TEXTE FOURNI —
Une rupture, mais quelle rupture ? Il est urgent d’attendre. Le mot est "bien trop sarkozyste", précise l’un des amis d’Edouard Philippe. Et puis, comme ont l’habitude d’indiquer ses proches, "Edouard n’est pas un héritier" ! Lui-même le fait volontiers : le président de la République l’a certes choisi comme Premier ministre ; il lui en sera "toujours reconnaissant". Mais il a commencé sa vie politique avant Emmanuel Macron, ne lui doit pas le début de sa carrière d’élu, ni sa réélection comme maire du Havre.

DONNÉES FOURNIES —

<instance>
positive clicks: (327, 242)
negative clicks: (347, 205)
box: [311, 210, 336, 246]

CONSIGNE —
D'après le texte fourni, de quelle ville Edouard Philippe a-t-il été réélu maire ?

RÉPONSE ATTENDUE —
Du Havre.